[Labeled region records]
____________

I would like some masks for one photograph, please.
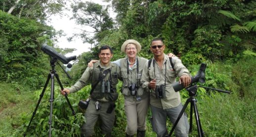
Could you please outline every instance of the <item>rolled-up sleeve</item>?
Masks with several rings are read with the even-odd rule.
[[[140,79],[140,82],[142,84],[142,88],[145,89],[149,90],[148,83],[150,82],[149,74],[148,73],[148,61],[144,65],[142,69],[142,74]]]
[[[182,64],[181,61],[178,58],[172,58],[172,61],[174,65],[174,68],[176,70],[176,75],[178,77],[181,77],[183,74],[186,74],[191,76],[189,71]]]
[[[85,86],[88,85],[92,68],[92,67],[87,67],[86,68],[80,79],[70,88],[69,88],[71,93],[76,92]]]

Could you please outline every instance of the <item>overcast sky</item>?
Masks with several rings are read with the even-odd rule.
[[[85,1],[92,1],[86,0]],[[102,0],[93,0],[93,2],[99,3],[101,5],[107,5],[111,3],[106,3],[102,2]],[[68,8],[70,8],[70,5],[67,5]],[[67,40],[67,38],[72,36],[74,32],[80,32],[79,29],[77,28],[81,28],[79,26],[76,25],[74,20],[70,20],[69,18],[72,17],[72,11],[65,11],[64,13],[68,16],[63,16],[60,17],[60,16],[54,16],[51,17],[52,21],[49,23],[48,25],[52,26],[56,31],[63,30],[64,33],[66,34],[65,36],[62,36],[59,38],[57,43],[54,46],[58,46],[60,48],[70,48],[77,49],[72,53],[66,55],[66,56],[78,56],[83,52],[89,51],[89,48],[90,47],[90,45],[88,43],[83,43],[82,40],[80,38],[76,38],[73,39],[71,42],[69,42]],[[111,14],[110,15],[112,16]],[[112,17],[112,18],[113,17]]]

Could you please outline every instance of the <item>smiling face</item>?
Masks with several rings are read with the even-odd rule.
[[[150,50],[154,54],[154,56],[157,57],[163,55],[165,46],[161,40],[153,41],[150,45]]]
[[[126,53],[129,58],[135,58],[137,54],[137,47],[136,45],[133,43],[127,44],[126,47]]]
[[[109,63],[111,58],[113,57],[113,54],[109,49],[103,49],[100,51],[99,53],[99,58],[100,60],[100,62],[102,65],[107,66]]]

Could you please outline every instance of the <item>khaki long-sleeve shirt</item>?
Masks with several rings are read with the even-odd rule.
[[[111,63],[110,63],[109,65],[107,67],[104,67],[100,64],[100,62],[96,63],[93,65],[94,66],[94,67],[87,67],[78,81],[71,86],[70,88],[69,88],[70,93],[77,92],[90,83],[92,83],[92,85],[96,84],[97,82],[98,82],[97,81],[100,80],[100,81],[97,84],[96,86],[95,86],[92,94],[100,94],[101,92],[101,83],[100,82],[102,80],[105,81],[109,80],[110,78],[111,78],[110,75],[111,75],[112,76],[111,84],[112,85],[113,88],[116,88],[116,85],[118,82],[118,79],[122,80],[120,67],[117,66],[116,64],[112,64]],[[104,70],[110,68],[111,68],[111,73],[110,74],[109,72],[107,73],[104,79],[99,79],[99,75],[102,73]],[[116,74],[116,77],[115,77],[115,74]],[[103,96],[105,96],[105,95],[102,95]],[[102,99],[100,99],[99,101],[103,102],[107,101],[105,97],[104,97]]]
[[[141,79],[142,87],[149,89],[148,84],[153,79],[156,79],[157,86],[165,85],[165,81],[166,81],[166,98],[156,98],[155,90],[151,89],[150,104],[164,109],[175,107],[181,103],[180,95],[179,92],[174,91],[171,84],[176,82],[176,75],[180,77],[182,74],[190,75],[190,74],[188,70],[182,64],[181,61],[177,57],[172,58],[172,62],[175,71],[172,69],[169,58],[166,55],[165,55],[162,69],[159,68],[156,62],[155,63],[155,67],[153,67],[154,61],[155,62],[153,59],[150,67],[148,67],[148,61],[144,66]]]

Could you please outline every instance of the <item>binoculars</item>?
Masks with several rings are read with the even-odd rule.
[[[137,95],[137,85],[136,84],[132,83],[129,85],[128,88],[130,91],[130,95],[136,96],[136,95]]]
[[[110,81],[107,80],[101,81],[101,93],[110,93],[111,89]]]
[[[165,85],[161,85],[160,86],[156,86],[156,96],[157,98],[159,99],[165,99],[166,97],[166,91],[165,91]]]
[[[87,99],[85,102],[83,100],[81,100],[78,103],[78,106],[82,109],[86,109],[87,107],[88,107],[89,102],[90,99]]]

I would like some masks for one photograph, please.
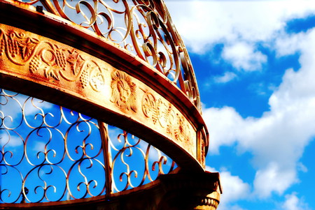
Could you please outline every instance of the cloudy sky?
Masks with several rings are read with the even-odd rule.
[[[200,87],[218,209],[315,210],[315,1],[166,3]]]

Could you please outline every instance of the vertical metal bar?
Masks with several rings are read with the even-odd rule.
[[[112,192],[112,159],[111,147],[109,141],[111,139],[108,136],[108,129],[107,124],[98,121],[99,131],[101,133],[102,144],[103,147],[104,161],[105,165],[105,188],[106,198],[109,198]]]

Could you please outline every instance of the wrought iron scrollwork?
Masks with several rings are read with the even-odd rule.
[[[146,61],[200,109],[186,47],[162,0],[22,0],[88,29]]]
[[[1,203],[110,196],[174,167],[158,149],[125,130],[0,89]]]

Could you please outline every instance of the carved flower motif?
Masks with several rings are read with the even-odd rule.
[[[111,101],[115,103],[122,110],[132,110],[136,107],[136,84],[132,82],[127,74],[115,70],[111,73]]]

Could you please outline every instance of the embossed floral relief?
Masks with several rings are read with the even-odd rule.
[[[4,28],[9,28],[6,26]],[[28,66],[31,74],[50,80],[79,82],[99,91],[104,85],[104,69],[82,53],[49,40],[40,40],[19,29],[1,29],[0,56],[18,66]]]
[[[136,112],[136,84],[130,77],[123,72],[114,70],[111,79],[111,101],[121,110],[132,110]]]
[[[158,121],[172,138],[189,144],[193,137],[188,120],[180,112],[175,111],[170,103],[165,103],[161,98],[157,99],[148,91],[144,91],[142,112],[144,116],[150,119],[155,125]]]

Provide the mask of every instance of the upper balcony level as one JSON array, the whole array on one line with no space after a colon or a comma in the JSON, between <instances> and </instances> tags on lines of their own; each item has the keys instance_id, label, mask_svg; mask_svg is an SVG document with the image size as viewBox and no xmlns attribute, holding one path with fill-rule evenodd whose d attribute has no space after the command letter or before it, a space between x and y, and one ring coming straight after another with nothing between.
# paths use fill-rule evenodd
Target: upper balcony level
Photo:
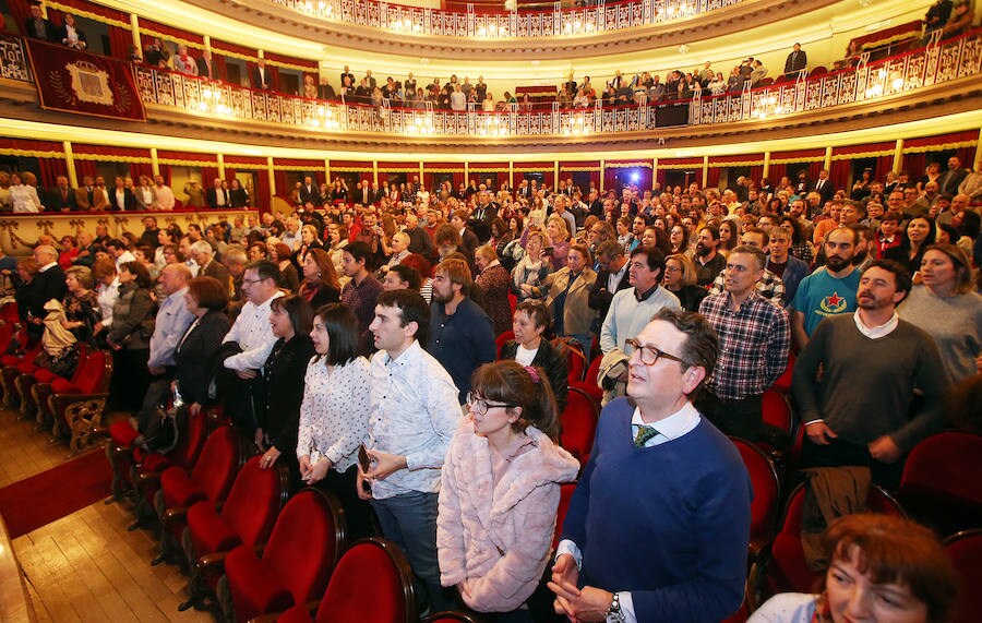
<instances>
[{"instance_id":1,"label":"upper balcony level","mask_svg":"<svg viewBox=\"0 0 982 623\"><path fill-rule=\"evenodd\" d=\"M340 48L495 61L643 53L703 41L707 33L739 35L778 17L802 17L827 9L818 17L824 21L836 12L859 9L843 8L839 0L590 0L568 8L544 3L548 10L535 11L482 11L474 4L457 11L379 0L188 1L284 35ZM804 21L797 27L809 24Z\"/></svg>"},{"instance_id":2,"label":"upper balcony level","mask_svg":"<svg viewBox=\"0 0 982 623\"><path fill-rule=\"evenodd\" d=\"M618 151L817 135L978 111L982 29L839 71L817 68L767 86L714 97L632 106L484 112L327 101L251 89L146 64L132 65L152 131L339 151L515 153ZM0 41L0 116L71 125L135 129L39 111L23 41ZM139 125L139 124L137 124Z\"/></svg>"}]
</instances>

____________

## TASK INSTRUCTIONS
Could you give again, unchanged, the records from the line with "Could you please outline every instance of the wrought" through the end of the records, leaving the pictures out?

## THE ANSWER
Could you please outline every instance of the wrought iron scrollwork?
Masks with several rings are read with the even-odd rule.
[[[146,61],[200,109],[186,47],[162,0],[22,0],[88,29]]]
[[[1,203],[110,196],[174,167],[158,149],[125,130],[0,89]]]

Could you please outline every instance of the carved flower motif?
Masks with several rings are read with the even-odd rule.
[[[111,101],[115,103],[122,110],[132,110],[136,107],[136,84],[132,82],[127,74],[115,70],[111,73]]]

Could you please outline every instance of the embossed floral relief?
Masks with several rings are read with the even-odd rule.
[[[4,28],[9,28],[6,26]],[[28,66],[31,74],[50,80],[79,82],[99,91],[104,85],[104,69],[82,53],[49,40],[40,40],[19,29],[1,29],[0,56],[18,66]]]
[[[136,112],[136,84],[130,77],[123,72],[114,70],[111,79],[111,101],[121,110],[132,110]]]
[[[158,121],[172,138],[189,144],[193,137],[188,120],[180,112],[175,111],[170,103],[165,103],[161,98],[157,99],[148,91],[144,91],[142,112],[144,116],[150,119],[155,125]]]

Provide the mask of every instance of the upper balcony level as one JSON array, the whole array on one line with no space after a colon or a comma in the JSON, between <instances> and </instances> tags on lines of their own; each item has the keys instance_id, label, mask_svg; mask_svg is an SVG document with the image size as viewBox and no xmlns attribute, holding one path with fill-rule evenodd whose d attribute has no space after the command letter or before it, a space between x and y, and one ring coming straight after another with nothing between.
# paths use fill-rule evenodd
Target: upper balcony level
Photo:
<instances>
[{"instance_id":1,"label":"upper balcony level","mask_svg":"<svg viewBox=\"0 0 982 623\"><path fill-rule=\"evenodd\" d=\"M340 48L495 61L643 53L703 41L707 33L739 35L778 17L802 17L827 9L818 17L824 21L836 12L859 9L843 8L839 0L590 0L568 8L544 3L548 10L535 11L482 11L474 4L457 11L379 0L188 1L284 35ZM804 21L797 27L809 24Z\"/></svg>"},{"instance_id":2,"label":"upper balcony level","mask_svg":"<svg viewBox=\"0 0 982 623\"><path fill-rule=\"evenodd\" d=\"M618 151L817 135L978 111L982 29L839 71L817 68L767 86L714 97L632 106L484 112L327 101L251 89L146 64L132 65L152 131L339 151L515 153ZM0 41L0 116L71 125L135 129L39 111L23 41ZM139 125L139 124L137 124Z\"/></svg>"}]
</instances>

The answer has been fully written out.